• [読解本文]
──────────────────────────────

帰宅し、軽い夕食を済ませようとした一平の前に、友宏の幽霊が現れる。互いに事情を把握し、一平は友宏に「成仏してほしければ、若松を殺せ」と命じられる。やがて、構成作家としての最後の仕事を済ませてからという条件を取り付け、幽霊との奇妙な共同生活が始まる。

水川かたまりの演技が素晴らしく、気弱で理不尽に対して怒りを露わにする事すら出来ず、周囲に流されて生きている一平の姿は非常にリアリティがある。思わず、「実生活でもそうなのでは?」と心配になってしまうほど。

一平に取り憑く友宏役の正名僕蔵の存在感は、流石ベテラン俳優。「こんな人に憑かれたら嫌だな」という、ギリギリ“嫌”の方に振れてしまう絶妙な面倒くささが良い。一平に声を掛けるごとに「関谷一平よ」と始める様には、融通の効かなさそうな生真面目さが現れている。

意外なハマり役は、若松役の喜矢武豊だろう。正直、エンドロールでクレジットを確認するまで気付かなかった。元々の端正な顔立ちに加え、顎髭を蓄えた姿は、いかにも「女殴ってそうな男」感が抜群(褒め言葉)。また演技に関しても自然で無理がなく良かった。

また、作中のコントを「インパルス」の板倉俊之が手掛けているだけあって、中盤の山場となるお笑いコンテストの“喪主コント”は笑えた。

──────────────────────────────

マスクラベリングの例:
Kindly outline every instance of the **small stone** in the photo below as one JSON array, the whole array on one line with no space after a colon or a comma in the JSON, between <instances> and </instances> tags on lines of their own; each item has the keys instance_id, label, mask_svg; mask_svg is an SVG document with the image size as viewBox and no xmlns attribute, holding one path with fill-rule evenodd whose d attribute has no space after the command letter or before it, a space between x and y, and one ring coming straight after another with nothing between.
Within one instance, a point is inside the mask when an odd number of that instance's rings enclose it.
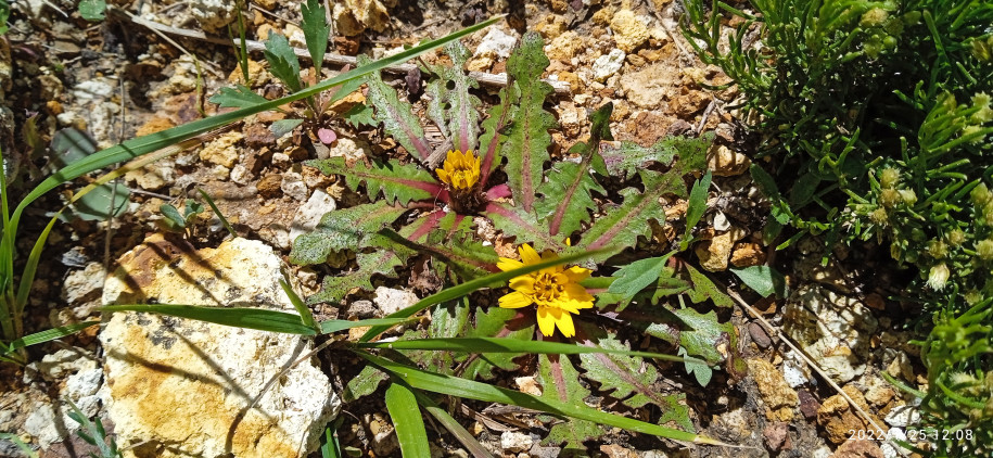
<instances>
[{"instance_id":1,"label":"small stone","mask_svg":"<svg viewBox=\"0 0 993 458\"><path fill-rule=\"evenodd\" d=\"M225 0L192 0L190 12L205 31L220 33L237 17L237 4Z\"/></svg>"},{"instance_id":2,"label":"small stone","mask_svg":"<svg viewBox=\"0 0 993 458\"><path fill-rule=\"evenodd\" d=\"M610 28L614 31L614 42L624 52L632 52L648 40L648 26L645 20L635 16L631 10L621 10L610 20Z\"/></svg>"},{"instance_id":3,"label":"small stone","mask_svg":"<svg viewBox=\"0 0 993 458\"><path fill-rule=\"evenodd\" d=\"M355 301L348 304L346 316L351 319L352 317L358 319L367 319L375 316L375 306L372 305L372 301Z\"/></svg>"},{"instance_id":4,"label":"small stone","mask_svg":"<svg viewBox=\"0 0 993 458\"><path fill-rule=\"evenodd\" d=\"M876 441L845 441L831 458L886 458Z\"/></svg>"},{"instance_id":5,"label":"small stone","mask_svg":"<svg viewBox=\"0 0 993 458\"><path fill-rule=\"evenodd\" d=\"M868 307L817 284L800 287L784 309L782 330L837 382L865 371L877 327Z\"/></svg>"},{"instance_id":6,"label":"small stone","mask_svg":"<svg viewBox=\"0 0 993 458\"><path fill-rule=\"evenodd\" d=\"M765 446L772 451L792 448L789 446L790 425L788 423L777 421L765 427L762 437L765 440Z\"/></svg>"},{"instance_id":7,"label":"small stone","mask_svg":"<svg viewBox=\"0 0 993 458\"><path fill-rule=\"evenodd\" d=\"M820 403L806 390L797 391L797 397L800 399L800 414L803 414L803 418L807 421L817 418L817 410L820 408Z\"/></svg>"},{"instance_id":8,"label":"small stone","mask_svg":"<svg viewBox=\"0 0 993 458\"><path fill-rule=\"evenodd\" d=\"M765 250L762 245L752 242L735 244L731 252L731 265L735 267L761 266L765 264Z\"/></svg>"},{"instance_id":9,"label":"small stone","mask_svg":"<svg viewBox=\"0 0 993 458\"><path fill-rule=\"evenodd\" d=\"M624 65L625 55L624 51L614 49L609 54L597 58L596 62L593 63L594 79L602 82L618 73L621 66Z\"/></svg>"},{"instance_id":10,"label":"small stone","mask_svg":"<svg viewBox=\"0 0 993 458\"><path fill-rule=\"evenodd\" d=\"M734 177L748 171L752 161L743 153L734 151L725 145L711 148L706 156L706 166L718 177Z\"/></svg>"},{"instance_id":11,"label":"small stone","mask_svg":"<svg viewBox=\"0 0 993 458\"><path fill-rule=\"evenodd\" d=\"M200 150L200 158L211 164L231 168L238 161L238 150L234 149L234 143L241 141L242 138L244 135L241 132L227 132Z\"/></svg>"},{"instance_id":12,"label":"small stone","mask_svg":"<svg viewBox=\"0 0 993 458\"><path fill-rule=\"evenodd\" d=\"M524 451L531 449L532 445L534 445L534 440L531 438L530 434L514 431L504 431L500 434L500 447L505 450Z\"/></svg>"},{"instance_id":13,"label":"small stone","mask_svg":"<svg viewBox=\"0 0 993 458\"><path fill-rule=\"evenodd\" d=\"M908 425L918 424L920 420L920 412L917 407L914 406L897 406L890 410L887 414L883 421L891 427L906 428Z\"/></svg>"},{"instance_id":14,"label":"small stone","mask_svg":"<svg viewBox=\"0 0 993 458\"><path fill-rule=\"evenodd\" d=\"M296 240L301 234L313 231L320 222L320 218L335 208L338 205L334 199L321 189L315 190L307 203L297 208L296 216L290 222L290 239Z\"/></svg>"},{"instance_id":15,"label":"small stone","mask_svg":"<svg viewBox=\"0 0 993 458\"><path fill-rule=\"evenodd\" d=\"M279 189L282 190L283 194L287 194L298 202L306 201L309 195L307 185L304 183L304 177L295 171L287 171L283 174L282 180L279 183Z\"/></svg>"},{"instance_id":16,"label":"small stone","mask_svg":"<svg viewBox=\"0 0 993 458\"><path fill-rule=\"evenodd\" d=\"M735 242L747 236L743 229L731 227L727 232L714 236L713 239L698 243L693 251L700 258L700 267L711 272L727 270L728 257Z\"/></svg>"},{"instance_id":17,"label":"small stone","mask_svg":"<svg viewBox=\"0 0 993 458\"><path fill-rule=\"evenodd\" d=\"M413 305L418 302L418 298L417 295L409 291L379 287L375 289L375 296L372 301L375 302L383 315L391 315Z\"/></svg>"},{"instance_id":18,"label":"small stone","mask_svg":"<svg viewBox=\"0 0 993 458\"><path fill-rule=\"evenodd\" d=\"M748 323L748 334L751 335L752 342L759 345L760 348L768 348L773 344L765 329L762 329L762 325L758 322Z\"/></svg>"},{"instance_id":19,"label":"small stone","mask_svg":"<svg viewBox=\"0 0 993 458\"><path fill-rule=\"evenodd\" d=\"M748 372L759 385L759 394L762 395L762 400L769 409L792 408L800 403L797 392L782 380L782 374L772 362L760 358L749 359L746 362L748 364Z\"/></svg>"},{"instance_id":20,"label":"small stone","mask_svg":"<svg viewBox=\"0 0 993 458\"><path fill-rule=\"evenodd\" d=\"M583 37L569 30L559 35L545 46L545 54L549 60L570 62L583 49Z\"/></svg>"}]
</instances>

──────────────────────────────

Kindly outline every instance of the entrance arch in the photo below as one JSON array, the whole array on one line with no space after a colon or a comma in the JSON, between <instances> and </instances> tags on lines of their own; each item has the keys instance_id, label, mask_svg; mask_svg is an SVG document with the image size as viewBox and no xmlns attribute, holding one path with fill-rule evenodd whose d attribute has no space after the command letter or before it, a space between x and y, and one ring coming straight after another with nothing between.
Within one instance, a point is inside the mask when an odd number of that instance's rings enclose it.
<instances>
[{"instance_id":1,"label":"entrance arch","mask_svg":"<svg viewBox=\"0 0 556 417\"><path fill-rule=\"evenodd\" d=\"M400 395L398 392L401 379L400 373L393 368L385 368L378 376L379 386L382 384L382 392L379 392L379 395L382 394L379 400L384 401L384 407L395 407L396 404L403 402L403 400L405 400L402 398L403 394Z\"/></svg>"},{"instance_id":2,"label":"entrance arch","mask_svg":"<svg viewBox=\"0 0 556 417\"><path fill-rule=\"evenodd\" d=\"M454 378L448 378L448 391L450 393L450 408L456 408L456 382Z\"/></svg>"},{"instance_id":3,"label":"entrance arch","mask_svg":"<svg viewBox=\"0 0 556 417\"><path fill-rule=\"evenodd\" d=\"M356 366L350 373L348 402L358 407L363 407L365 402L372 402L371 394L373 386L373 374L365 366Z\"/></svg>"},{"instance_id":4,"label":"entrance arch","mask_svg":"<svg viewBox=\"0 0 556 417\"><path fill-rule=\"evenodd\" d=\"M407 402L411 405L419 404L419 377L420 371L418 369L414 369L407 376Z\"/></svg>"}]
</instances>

──────────────────────────────

• [練習問題]
**a.** 本文によれば、中盤の山場となるお笑いコンテストの“喪主コント”が笑えたのはなぜですか。1〜3文で説明してください。
**b.** 本文について、次の問いに答えてください。
(i) 一平が最後の仕事を済ませようとしている職業は何ですか。
(ii) 友宏役を演じている俳優は誰ですか。
(iii) 友宏は一平に声を掛けるとき、毎回どのような言葉で始めますか。
**c.** 本文の「水川かたまりの演技が素晴らし」から「も自然で無理がなく良かった。」までを、両端の語句も含めて正確に書き写してください。

• [解答例]
**a.** 作中のコントを「インパルス」の板倉俊之が手掛けているからです。

**b.**
(i) 構成作家
(ii) 正名僕蔵
(iii) 「関谷一平よ」

**c.**
水川かたまりの演技が素晴らしく、気弱で理不尽に対して怒りを露わにする事すら出来ず、周囲に流されて生きている一平の姿は非常にリアリティがある。思わず、「実生活でもそうなのでは?」と心配になってしまうほど。

一平に取り憑く友宏役の正名僕蔵の存在感は、流石ベテラン俳優。「こんな人に憑かれたら嫌だな」という、ギリギリ“嫌”の方に振れてしまう絶妙な面倒くささが良い。一平に声を掛けるごとに「関谷一平よ」と始める様には、融通の効かなさそうな生真面目さが現れている。

意外なハマり役は、若松役の喜矢武豊だろう。正直、エンドロールでクレジットを確認するまで気付かなかった。元々の端正な顔立ちに加え、顎髭を蓄えた姿は、いかにも「女殴ってそうな男」感が抜群(褒め言葉)。また演技に関しても自然で無理がなく良かった。